EXERCISE BRIEF —
Please continue the article below on municipal utilities and their share of Niagara power, picking up after its final sentence.

TEXT SHOWN —
Municipal utilities traced their allocations to precedents set when Roosevelt backed a plan by Sen. George W. Norris of Nebraska to create the Tennessee Valley Authority in the 1930s.

Suits save munis

The Niagara Power Project, funded by public bonds, was licensed in 1957 in much the same way as the TVA. The federal government decreed that half of Niagara's power go to municipal utilities, half to industry.

So the munis, convinced they had law on their side in the Dyson battle, hired attorney Fogel and sued the Power Authority.

They filed three lawsuits. They won all three. Municipal power was saved.

"The court said you would dilute the benefit so much, it would have very little value to those receiving it," Fogel said of the court's demolition of Dyson's "one man, one volt."

But what the federal government gives, the federal government can take away.

"It was a combination of state and federal legislation that created this," Stan Lundine said of the Niagara Project and its allocations. "It can probably be changed by a combination of state and federal legislation."

RECORDS SHOWN —
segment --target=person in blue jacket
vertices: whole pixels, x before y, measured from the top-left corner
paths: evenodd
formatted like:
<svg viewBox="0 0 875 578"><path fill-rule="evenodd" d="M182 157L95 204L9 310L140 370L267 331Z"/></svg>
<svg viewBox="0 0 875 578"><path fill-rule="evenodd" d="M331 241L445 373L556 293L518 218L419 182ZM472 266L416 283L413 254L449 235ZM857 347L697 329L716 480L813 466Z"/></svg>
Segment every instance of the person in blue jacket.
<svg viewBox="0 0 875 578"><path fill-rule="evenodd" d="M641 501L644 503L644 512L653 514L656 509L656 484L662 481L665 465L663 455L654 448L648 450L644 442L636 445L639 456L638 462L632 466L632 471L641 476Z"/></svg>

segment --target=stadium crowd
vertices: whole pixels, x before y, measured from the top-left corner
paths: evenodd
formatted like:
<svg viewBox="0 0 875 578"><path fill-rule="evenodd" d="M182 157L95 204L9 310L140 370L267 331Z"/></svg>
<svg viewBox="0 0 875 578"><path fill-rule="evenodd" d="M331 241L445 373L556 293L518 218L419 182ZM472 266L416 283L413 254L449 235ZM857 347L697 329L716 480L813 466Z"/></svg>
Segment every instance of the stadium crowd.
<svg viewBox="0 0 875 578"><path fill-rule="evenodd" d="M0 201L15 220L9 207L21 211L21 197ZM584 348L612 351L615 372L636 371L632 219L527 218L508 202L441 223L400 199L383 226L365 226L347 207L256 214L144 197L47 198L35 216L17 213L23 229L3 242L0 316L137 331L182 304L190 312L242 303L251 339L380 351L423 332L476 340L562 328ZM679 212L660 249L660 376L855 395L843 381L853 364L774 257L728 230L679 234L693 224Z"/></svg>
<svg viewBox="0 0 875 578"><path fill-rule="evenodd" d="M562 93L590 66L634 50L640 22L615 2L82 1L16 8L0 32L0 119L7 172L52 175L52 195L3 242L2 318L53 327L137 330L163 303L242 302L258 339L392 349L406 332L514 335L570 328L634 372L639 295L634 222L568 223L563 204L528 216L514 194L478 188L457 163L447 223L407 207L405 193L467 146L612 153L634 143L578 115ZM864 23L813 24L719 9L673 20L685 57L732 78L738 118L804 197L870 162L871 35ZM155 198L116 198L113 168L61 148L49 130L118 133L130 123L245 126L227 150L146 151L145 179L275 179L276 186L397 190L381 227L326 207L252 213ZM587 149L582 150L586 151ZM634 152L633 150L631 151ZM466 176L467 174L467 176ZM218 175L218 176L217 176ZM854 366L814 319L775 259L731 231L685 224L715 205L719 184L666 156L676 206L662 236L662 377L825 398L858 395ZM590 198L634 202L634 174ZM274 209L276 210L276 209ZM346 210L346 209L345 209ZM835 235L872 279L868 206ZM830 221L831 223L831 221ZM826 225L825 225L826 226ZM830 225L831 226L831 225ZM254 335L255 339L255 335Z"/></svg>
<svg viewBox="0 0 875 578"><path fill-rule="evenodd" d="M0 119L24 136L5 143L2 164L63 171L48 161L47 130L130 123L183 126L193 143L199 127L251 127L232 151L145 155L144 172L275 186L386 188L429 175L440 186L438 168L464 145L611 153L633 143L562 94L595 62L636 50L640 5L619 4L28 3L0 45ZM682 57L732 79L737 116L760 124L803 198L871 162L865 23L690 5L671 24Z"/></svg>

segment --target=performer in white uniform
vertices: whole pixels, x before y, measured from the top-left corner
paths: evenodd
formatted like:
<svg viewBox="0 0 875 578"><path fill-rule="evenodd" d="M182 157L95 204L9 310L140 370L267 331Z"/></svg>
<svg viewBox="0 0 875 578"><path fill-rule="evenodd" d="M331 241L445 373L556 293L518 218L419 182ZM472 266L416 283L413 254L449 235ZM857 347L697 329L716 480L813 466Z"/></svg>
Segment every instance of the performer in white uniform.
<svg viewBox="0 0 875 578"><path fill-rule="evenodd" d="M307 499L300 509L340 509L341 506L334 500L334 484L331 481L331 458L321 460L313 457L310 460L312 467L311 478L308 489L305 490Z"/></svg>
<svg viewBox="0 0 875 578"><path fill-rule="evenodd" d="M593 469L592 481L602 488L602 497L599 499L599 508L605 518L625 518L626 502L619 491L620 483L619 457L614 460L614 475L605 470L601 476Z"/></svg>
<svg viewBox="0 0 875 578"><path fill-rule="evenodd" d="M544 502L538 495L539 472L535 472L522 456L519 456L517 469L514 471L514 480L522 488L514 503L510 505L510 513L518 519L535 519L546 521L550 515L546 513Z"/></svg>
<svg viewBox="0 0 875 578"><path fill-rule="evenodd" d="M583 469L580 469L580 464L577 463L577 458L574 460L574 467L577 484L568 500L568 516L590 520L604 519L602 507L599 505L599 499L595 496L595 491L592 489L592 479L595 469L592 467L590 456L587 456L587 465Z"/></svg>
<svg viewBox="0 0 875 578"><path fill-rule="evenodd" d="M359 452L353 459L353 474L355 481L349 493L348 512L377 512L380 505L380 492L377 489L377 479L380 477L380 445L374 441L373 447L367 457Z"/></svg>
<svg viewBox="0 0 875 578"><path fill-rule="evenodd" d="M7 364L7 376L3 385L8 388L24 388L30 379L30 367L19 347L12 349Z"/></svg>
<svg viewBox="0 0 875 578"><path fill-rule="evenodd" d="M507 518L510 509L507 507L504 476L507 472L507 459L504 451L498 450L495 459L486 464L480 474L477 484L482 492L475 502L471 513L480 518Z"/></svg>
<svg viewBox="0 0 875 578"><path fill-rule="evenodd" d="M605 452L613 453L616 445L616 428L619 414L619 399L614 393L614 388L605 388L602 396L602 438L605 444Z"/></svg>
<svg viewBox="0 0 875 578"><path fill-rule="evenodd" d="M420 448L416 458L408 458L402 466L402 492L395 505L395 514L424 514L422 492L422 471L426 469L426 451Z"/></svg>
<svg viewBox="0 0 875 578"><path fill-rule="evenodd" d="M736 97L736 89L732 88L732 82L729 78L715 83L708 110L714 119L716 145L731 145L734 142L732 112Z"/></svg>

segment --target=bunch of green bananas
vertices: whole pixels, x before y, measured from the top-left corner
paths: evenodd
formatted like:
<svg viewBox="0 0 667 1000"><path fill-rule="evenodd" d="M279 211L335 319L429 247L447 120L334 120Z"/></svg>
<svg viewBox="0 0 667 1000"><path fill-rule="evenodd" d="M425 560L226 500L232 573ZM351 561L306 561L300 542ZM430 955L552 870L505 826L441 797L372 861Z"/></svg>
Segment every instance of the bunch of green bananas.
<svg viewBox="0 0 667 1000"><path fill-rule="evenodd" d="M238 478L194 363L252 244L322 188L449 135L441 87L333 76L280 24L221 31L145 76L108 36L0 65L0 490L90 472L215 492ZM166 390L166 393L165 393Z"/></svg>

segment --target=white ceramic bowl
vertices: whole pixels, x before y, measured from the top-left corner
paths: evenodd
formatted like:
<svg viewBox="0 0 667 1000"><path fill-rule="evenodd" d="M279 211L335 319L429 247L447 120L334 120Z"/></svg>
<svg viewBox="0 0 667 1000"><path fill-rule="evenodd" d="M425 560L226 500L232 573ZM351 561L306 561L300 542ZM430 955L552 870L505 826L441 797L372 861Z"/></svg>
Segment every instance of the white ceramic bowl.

ANSWER TO THIS TASK —
Lundine should know how politics and legislation work. He's the former mayor of Jamestown, the region's former congressman and lieutenant governor under Gov. Mario M. Cuomo.

"They will argue, 'You've had this benefit so long, it's time to share,' " he said of those looking for Niagara power. "My impression is it's up for grabs."

Visionary Jamestown mayor

Jamestown, a busy furniture- and metal-manufacturing city in the early part of the 20th century, had private natural gas and electric companies as well as its own small electric generating plant.

Both private utilities made the mistake of raising their rates for city street lights in the 1920s during the time of Carlson, a no- nonsense leader who believed that government should do all it could for its citizens.

Carlson was convinced of electricity's future importance and felt Jamestown could control its fate only if it bought out the private utility. Opposed by the city's top industrialists and the private electric company, Carlson got the measure through.

"It was his Swedish stubbornness and his belief in municipal ownership of every kind that did it," said Helen G. Ebersole, a local historian and author of the book "Electricity and Politics, Jamestown 1891-1931."

Jamestown stopped buying private electricity and generated its own power at the Samuel A. Carlson Plant but never bought much hydroelectric power until Lundine's administration.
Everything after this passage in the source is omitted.